Re: [x86, vdso] BUG: unable to handle kernel paging request at d34bd000
From: Stefani Seibold
Date: Sun Mar 09 2014 - 04:47:53 EST
Am Freitag, den 07.03.2014, 15:07 -0800 schrieb Andy Lutomirski:
> On Fri, Mar 7, 2014 at 1:53 PM, Stefani Seibold <stefani@xxxxxxxxxxx> wrote:
> >
> > Am Freitag, den 07.03.2014, 10:56 -0800 schrieb Andy Lutomirski:
> >> On Thu, Mar 6, 2014 at 11:21 PM, Stefani Seibold <stefani@xxxxxxxxxxx> wrote:
> >> > Hi Fengguang,
> >> >
> >> > i have build a kernel with the config, but my kvm is unable to start it.
> >> > I will try to find a way to test your kernek config.
> >> >
> >> > One thing is the crash point:
> >> >
> >> > The function sysenter_setup was modified by Andy, maybe he has an idea
> >> > what fails.
> >>
> >> *sigh*
> >>
> >> My host kernel is currently fscked up and won't run KVM. Also, I want
> >> to confirm that I'm reproducing exactly what you're seeing, and I
> >> think it depends on the toolchain. Can you (Fenguang) do:
> >>
> >> $ ls -l arch/x86/vdso/vdso32*.so
> >> -rwxrwxr-x. 1 luto luto 4096 Mar 7 10:19 arch/x86/vdso/vdso32-int80.so
> >> -rwxrwxr-x. 1 luto luto 4116 Mar 7 10:19 arch/x86/vdso/vdso32-sysenter.so
> >>
> >> (Of course, triggering this depends on which image gets selected.)

THINGS TO DO -
A. List each distinct time of day that appears in the kernel mailing list message, written as it appears there.
B. Reproduce word for word the stretch of the kernel mailing list message from "Re: [x86, vdso]" through "to start it.".
The data that comes next isn't needed for any of this work.

Data records:
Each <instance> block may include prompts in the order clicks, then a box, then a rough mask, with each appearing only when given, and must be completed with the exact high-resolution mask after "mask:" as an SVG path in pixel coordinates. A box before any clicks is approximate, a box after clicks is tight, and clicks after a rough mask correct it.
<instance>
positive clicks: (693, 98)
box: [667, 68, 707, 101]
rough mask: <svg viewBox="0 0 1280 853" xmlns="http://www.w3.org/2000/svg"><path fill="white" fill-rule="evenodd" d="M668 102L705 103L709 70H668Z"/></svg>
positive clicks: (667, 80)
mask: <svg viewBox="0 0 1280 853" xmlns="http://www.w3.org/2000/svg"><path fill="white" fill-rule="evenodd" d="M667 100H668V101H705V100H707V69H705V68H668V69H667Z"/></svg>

ANSWERS FOR EACH ITEM -
A. 04:47:53, 15:07, 1:53 PM, 10:56, 11:21 PM, 10:19

B.
Re: [x86, vdso] BUG: unable to handle kernel paging request at d34bd000
From: Stefani Seibold
Date: Sun Mar 09 2014 - 04:47:53 EST
Am Freitag, den 07.03.2014, 15:07 -0800 schrieb Andy Lutomirski:
> On Fri, Mar 7, 2014 at 1:53 PM, Stefani Seibold <stefani@xxxxxxxxxxx> wrote:
> >
> > Am Freitag, den 07.03.2014, 10:56 -0800 schrieb Andy Lutomirski:
> >> On Thu, Mar 6, 2014 at 11:21 PM, Stefani Seibold <stefani@xxxxxxxxxxx> wrote:
> >> > Hi Fengguang,
> >> >
> >> > i have build a kernel with the config, but my kvm is unable to start it.